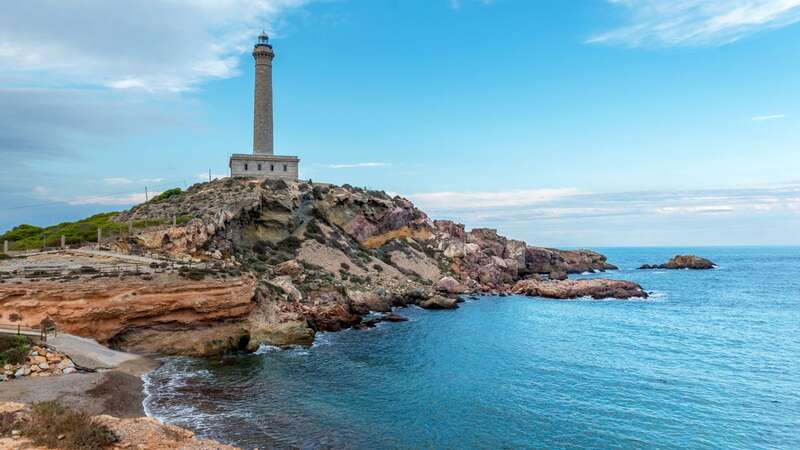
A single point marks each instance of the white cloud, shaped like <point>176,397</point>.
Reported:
<point>768,117</point>
<point>471,200</point>
<point>457,4</point>
<point>118,181</point>
<point>356,165</point>
<point>568,204</point>
<point>700,209</point>
<point>114,181</point>
<point>111,200</point>
<point>698,22</point>
<point>203,176</point>
<point>165,45</point>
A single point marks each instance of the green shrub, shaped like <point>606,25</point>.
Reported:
<point>166,195</point>
<point>14,349</point>
<point>85,230</point>
<point>54,425</point>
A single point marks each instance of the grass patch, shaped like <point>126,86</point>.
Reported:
<point>14,349</point>
<point>51,420</point>
<point>28,237</point>
<point>167,195</point>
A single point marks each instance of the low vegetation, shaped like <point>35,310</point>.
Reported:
<point>53,425</point>
<point>14,349</point>
<point>28,237</point>
<point>166,195</point>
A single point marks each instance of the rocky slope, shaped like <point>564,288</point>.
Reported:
<point>281,261</point>
<point>143,432</point>
<point>683,262</point>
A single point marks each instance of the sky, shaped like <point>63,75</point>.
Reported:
<point>573,124</point>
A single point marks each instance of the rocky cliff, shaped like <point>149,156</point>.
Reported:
<point>306,258</point>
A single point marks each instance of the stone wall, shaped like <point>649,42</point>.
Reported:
<point>265,166</point>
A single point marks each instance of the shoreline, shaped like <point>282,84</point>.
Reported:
<point>116,391</point>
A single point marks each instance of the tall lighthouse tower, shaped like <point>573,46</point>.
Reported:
<point>262,117</point>
<point>263,163</point>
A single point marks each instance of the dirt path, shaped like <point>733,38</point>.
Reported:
<point>118,391</point>
<point>88,353</point>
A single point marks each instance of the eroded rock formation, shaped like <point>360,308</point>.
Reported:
<point>683,262</point>
<point>304,258</point>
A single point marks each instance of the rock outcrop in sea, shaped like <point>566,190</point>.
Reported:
<point>683,262</point>
<point>275,262</point>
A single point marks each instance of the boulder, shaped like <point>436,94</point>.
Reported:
<point>449,285</point>
<point>285,284</point>
<point>394,318</point>
<point>333,317</point>
<point>363,302</point>
<point>291,268</point>
<point>439,302</point>
<point>597,288</point>
<point>292,332</point>
<point>682,262</point>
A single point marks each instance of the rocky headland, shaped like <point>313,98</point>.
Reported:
<point>53,425</point>
<point>682,262</point>
<point>275,262</point>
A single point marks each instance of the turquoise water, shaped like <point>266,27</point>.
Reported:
<point>712,360</point>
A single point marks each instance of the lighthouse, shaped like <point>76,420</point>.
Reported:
<point>263,162</point>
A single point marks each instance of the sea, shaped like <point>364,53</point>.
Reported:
<point>710,360</point>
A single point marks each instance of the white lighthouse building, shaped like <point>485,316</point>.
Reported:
<point>263,163</point>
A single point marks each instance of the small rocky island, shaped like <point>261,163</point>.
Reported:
<point>274,262</point>
<point>683,262</point>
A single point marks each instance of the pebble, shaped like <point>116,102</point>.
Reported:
<point>39,363</point>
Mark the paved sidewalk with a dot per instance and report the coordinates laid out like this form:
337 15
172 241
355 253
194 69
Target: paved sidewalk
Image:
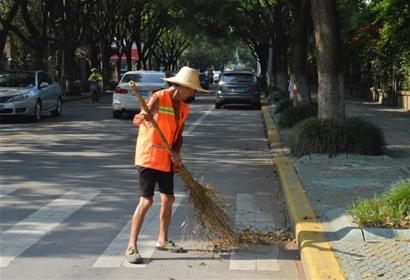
333 184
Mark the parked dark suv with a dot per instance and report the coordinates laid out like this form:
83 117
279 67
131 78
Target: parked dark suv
238 87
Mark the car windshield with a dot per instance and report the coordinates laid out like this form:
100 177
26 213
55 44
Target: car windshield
17 80
237 78
151 78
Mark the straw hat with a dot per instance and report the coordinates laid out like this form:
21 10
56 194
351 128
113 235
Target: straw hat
187 77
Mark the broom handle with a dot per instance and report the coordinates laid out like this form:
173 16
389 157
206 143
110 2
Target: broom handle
154 123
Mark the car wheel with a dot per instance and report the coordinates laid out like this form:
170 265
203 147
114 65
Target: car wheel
37 111
116 114
257 106
59 108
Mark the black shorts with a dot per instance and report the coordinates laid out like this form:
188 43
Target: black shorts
150 177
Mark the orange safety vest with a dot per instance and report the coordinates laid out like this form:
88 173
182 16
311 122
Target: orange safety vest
150 151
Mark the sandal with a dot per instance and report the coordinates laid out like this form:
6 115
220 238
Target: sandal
171 247
133 256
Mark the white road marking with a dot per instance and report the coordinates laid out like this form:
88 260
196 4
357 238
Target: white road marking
195 124
6 192
254 257
113 256
24 234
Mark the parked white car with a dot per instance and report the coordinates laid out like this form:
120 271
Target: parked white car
29 94
123 98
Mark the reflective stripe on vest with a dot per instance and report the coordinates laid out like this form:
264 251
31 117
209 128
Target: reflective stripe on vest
150 152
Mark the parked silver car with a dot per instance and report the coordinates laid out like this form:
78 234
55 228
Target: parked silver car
123 98
238 87
29 94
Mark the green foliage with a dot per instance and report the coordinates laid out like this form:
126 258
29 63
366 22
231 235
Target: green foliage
353 135
283 105
376 35
390 210
292 115
205 53
275 94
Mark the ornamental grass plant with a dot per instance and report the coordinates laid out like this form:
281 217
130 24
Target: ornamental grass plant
391 210
353 135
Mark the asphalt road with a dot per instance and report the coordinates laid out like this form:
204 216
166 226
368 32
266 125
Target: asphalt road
69 187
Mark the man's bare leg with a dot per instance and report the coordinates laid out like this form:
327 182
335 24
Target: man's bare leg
165 217
137 220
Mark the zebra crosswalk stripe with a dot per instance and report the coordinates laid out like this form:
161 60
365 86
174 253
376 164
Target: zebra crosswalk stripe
6 192
113 256
24 234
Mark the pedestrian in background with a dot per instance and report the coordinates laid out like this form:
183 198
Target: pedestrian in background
95 79
154 163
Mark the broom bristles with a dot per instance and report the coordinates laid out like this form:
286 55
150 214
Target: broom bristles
209 208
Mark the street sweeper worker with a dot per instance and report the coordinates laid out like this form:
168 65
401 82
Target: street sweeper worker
155 164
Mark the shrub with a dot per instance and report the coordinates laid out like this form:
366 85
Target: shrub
283 104
354 135
390 210
275 95
292 115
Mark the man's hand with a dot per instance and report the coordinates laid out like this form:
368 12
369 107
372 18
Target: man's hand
146 116
142 116
176 158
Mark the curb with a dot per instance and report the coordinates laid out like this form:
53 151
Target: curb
317 256
81 97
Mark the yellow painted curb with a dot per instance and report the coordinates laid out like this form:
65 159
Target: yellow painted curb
317 256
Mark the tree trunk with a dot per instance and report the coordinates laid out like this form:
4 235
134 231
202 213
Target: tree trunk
281 52
301 14
69 69
281 69
329 60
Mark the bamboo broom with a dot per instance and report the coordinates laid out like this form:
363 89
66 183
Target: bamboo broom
208 204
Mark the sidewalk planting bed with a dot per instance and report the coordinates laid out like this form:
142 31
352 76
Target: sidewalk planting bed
391 210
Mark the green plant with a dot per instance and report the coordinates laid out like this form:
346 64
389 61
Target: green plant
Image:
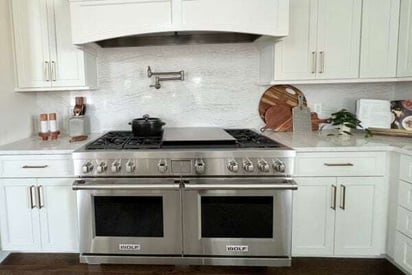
348 119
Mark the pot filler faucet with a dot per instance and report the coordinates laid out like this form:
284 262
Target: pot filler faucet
164 76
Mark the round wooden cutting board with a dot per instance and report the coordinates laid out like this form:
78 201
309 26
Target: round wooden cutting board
279 95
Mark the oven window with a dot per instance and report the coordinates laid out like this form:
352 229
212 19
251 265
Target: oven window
128 216
237 217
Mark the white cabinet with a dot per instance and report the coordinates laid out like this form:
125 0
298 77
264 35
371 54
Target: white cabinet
38 209
379 48
323 41
20 225
359 227
403 234
99 20
343 215
38 215
405 40
313 219
44 55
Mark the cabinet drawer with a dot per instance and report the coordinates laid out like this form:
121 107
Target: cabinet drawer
36 166
403 251
405 195
406 168
340 164
404 223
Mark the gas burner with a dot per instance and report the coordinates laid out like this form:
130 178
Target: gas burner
143 143
249 139
242 138
124 140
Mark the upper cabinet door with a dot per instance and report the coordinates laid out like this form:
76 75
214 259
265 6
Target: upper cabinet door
405 40
31 43
380 23
66 60
295 55
339 24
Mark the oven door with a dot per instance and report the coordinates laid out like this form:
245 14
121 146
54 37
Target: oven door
237 217
129 216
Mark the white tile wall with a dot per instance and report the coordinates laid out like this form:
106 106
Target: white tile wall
220 88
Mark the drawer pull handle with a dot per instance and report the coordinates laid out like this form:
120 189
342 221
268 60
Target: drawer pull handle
33 202
34 166
333 204
41 199
338 164
343 197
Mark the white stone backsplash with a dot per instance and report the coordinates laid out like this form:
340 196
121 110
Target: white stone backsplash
220 88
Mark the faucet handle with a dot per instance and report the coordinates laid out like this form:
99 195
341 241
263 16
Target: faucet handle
149 72
157 83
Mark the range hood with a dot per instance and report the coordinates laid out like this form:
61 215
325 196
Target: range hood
130 23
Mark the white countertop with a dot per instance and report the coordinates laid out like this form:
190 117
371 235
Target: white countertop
35 146
320 142
311 142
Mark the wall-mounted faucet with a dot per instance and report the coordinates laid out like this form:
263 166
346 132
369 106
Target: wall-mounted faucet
167 76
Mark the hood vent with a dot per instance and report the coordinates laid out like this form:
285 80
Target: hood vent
178 38
130 23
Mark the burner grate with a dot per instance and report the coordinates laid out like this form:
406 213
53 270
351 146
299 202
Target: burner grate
119 140
250 139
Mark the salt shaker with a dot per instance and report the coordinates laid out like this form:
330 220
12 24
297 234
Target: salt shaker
54 131
44 127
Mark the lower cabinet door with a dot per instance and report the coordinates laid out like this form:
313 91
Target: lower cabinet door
360 217
403 251
19 218
58 215
314 217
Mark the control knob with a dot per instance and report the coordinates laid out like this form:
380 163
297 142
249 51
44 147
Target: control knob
162 166
233 166
279 166
248 165
87 167
263 166
200 166
130 166
102 167
116 167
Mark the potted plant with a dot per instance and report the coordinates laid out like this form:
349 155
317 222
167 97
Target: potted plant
345 122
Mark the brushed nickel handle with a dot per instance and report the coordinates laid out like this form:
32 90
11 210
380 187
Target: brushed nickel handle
53 70
40 196
333 203
33 202
343 197
314 57
338 164
46 71
34 166
322 62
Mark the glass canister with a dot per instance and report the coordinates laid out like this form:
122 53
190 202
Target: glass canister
79 126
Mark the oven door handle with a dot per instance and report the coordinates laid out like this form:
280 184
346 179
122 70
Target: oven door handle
291 185
81 185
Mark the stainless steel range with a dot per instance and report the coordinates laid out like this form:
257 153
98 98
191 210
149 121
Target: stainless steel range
191 196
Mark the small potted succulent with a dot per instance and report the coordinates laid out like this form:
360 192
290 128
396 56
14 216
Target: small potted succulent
345 122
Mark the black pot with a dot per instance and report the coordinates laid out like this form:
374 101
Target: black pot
147 126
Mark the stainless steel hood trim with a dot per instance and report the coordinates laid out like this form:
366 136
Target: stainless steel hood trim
178 38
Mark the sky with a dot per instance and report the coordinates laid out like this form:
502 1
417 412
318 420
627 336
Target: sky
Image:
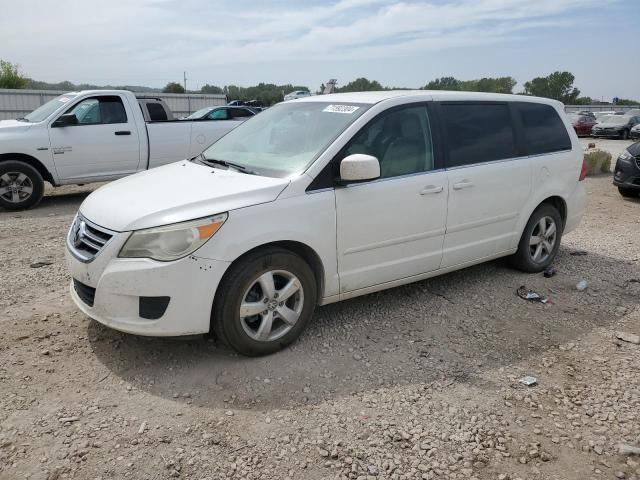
399 43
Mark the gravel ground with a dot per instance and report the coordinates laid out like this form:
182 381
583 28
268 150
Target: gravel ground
417 382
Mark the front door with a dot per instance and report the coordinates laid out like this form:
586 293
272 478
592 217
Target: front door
104 143
393 227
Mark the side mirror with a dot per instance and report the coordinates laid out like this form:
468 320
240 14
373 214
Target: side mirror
359 168
65 120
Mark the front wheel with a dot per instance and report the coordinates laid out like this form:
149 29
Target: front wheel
264 302
21 185
540 240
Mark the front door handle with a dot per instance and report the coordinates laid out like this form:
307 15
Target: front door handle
463 184
431 189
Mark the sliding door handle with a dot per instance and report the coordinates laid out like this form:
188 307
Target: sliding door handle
431 189
463 184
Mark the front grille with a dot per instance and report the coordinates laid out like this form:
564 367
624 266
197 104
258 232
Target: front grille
86 240
86 293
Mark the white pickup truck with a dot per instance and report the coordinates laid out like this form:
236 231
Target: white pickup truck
95 136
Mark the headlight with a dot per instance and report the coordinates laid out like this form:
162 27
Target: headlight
171 242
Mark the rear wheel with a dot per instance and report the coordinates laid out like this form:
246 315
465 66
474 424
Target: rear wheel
21 185
264 302
628 192
540 240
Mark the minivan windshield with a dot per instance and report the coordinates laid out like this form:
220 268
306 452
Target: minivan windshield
42 113
285 138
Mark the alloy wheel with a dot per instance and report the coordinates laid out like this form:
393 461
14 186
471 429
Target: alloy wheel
15 187
271 305
543 239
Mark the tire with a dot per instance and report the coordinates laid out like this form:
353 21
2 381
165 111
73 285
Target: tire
524 258
628 192
21 185
250 334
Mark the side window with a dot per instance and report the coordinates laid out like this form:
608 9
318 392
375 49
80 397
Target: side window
218 114
240 113
157 112
400 140
478 132
544 131
99 110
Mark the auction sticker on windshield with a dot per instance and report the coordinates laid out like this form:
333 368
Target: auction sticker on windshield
341 108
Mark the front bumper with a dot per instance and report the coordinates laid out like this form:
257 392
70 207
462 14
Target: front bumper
118 284
627 173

_ _ _ _ _

Look through the listing, and copy each line that contains the word "rocky".

A single point marks each instance of the rocky slope, shaped like <point>564,288</point>.
A single point marks each instance of the rocky cliff, shaped like <point>149,156</point>.
A single point marks each instance of the rocky headland, shaped like <point>313,98</point>.
A single point marks each instance of the small rocky island, shaped like <point>261,163</point>.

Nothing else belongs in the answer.